INSTRUCTION> Reproduce the listing below line for line without changing anything, and leave the pictures out of your copy.
==========
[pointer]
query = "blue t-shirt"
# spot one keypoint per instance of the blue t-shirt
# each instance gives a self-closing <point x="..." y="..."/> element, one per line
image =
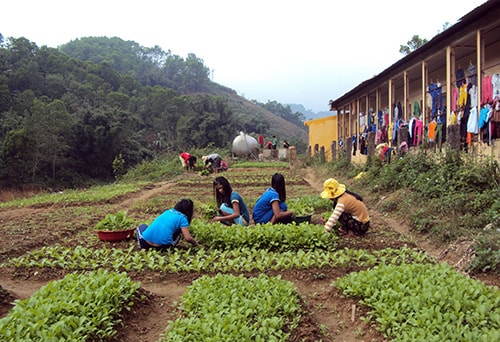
<point x="165" y="227"/>
<point x="243" y="207"/>
<point x="263" y="209"/>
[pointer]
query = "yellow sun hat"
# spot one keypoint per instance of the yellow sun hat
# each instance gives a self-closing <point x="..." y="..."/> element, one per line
<point x="332" y="188"/>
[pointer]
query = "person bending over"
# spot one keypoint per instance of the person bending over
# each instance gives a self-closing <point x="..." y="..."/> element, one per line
<point x="165" y="231"/>
<point x="350" y="210"/>
<point x="271" y="206"/>
<point x="232" y="207"/>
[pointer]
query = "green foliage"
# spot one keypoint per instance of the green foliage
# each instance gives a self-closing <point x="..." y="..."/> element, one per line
<point x="413" y="44"/>
<point x="407" y="303"/>
<point x="115" y="222"/>
<point x="256" y="164"/>
<point x="79" y="307"/>
<point x="119" y="167"/>
<point x="308" y="205"/>
<point x="243" y="259"/>
<point x="155" y="170"/>
<point x="487" y="258"/>
<point x="454" y="193"/>
<point x="235" y="308"/>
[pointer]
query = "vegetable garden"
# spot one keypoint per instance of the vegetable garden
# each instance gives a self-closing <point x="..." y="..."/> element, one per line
<point x="257" y="283"/>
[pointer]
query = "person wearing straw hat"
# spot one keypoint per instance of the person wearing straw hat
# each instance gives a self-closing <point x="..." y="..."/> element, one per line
<point x="350" y="210"/>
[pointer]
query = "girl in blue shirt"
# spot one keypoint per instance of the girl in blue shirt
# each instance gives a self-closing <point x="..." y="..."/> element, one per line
<point x="165" y="231"/>
<point x="232" y="208"/>
<point x="271" y="206"/>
==========
SOLUTION TO THE EXERCISE>
[pointer]
query = "blue t-shirt"
# spot one keypoint per instance of the blue t-shirt
# each instance gives a self-closing <point x="..." y="..."/> element, one per line
image =
<point x="165" y="227"/>
<point x="243" y="207"/>
<point x="263" y="209"/>
[pointer]
query = "yellow sun hat"
# spot one keypoint per instance of the yellow sun hat
# each instance gives a self-closing <point x="..." y="..."/> element, one per line
<point x="332" y="188"/>
[pointer]
query = "person bending over"
# spot one keypoint per instance of the person bending over
# each instance gives a self-closing <point x="..." y="..."/> element, one per line
<point x="165" y="231"/>
<point x="350" y="210"/>
<point x="271" y="206"/>
<point x="232" y="207"/>
[pointer]
query = "green foliage"
# spot one keypoint per instance of the green foliage
# each instance gives a self-closing <point x="..." y="..."/> element, one per line
<point x="413" y="44"/>
<point x="407" y="303"/>
<point x="115" y="222"/>
<point x="256" y="164"/>
<point x="79" y="307"/>
<point x="119" y="167"/>
<point x="308" y="205"/>
<point x="243" y="259"/>
<point x="155" y="170"/>
<point x="487" y="258"/>
<point x="454" y="193"/>
<point x="235" y="308"/>
[pointer]
query = "vegetable garden"
# spot one keypoint per instance of the vegetable garden
# each instance gives a self-closing <point x="..." y="..."/> element, one per line
<point x="257" y="283"/>
[pointer]
query = "person wearing straw hat"
# spot one keypoint per instance of the person wearing straw hat
# each instance gives a self-closing <point x="..." y="..."/> element, one per line
<point x="350" y="210"/>
[pointer]
query = "girl in blue shirt"
# spot one keypoint per instance of the girl in blue shirt
# each instance gives a self-closing <point x="..." y="..."/> element, one per line
<point x="165" y="231"/>
<point x="232" y="208"/>
<point x="271" y="206"/>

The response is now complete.